EXTRACTED ENTRIES:

+===+

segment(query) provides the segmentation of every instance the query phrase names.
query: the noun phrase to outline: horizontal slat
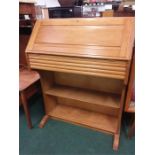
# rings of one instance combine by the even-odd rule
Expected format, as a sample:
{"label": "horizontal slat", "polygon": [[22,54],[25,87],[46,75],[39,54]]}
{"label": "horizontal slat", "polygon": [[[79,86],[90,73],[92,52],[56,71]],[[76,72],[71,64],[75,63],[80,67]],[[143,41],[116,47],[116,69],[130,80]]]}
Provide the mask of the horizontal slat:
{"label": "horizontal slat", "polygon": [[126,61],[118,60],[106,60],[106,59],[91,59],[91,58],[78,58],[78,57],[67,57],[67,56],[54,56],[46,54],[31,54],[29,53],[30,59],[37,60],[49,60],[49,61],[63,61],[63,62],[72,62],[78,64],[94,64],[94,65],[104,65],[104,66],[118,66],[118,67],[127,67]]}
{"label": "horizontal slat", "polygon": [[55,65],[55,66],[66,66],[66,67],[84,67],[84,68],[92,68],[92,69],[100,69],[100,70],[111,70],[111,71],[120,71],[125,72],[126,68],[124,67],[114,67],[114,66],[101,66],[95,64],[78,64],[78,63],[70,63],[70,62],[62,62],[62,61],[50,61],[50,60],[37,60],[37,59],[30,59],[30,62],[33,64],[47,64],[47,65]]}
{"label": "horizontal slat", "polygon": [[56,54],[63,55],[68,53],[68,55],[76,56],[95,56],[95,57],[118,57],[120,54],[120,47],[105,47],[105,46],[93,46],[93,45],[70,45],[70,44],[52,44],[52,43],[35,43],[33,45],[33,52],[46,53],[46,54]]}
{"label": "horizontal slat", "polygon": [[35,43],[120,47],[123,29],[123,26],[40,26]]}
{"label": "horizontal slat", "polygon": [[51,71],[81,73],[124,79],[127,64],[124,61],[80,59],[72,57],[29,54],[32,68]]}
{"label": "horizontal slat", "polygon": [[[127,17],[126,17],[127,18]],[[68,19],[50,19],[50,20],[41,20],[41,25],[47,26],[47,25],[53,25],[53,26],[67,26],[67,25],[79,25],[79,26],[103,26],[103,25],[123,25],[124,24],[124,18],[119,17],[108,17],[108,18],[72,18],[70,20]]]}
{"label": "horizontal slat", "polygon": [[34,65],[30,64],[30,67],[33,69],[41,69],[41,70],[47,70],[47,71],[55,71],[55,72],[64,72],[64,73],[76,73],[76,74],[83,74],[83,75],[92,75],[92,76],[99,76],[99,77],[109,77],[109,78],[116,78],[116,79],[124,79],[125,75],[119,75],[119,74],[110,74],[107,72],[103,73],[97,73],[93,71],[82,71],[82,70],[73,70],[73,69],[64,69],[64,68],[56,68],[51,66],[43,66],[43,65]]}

+===+

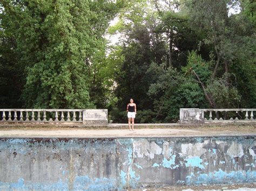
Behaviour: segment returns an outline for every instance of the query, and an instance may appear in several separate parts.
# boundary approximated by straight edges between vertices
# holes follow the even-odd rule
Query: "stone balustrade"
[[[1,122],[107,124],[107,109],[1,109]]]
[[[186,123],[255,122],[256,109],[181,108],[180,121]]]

+===+

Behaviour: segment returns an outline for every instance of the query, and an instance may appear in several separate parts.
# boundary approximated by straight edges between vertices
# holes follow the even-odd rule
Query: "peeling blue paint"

+===+

WRITTEN PROBLEM: Extract everything from the line containing "segment(query) provides the" down to the line containing "Provide the mask", both included, exactly as it appears in the data. Leave the pictures out.

OUTPUT:
segment(query) provides the segmentation of every instance the query phrase names.
query: the noun phrase to outline: horizontal slat
# rings of one instance combine by the even-odd rule
Expected format, as a sample:
{"label": "horizontal slat", "polygon": [[22,54],[25,87],[46,75],[39,54]]}
{"label": "horizontal slat", "polygon": [[[79,86],[90,73],[92,52],[56,71]],[[76,72],[71,64],[75,63],[80,67]],[[143,41],[116,47],[116,69],[130,80]]]}
Provide the mask of the horizontal slat:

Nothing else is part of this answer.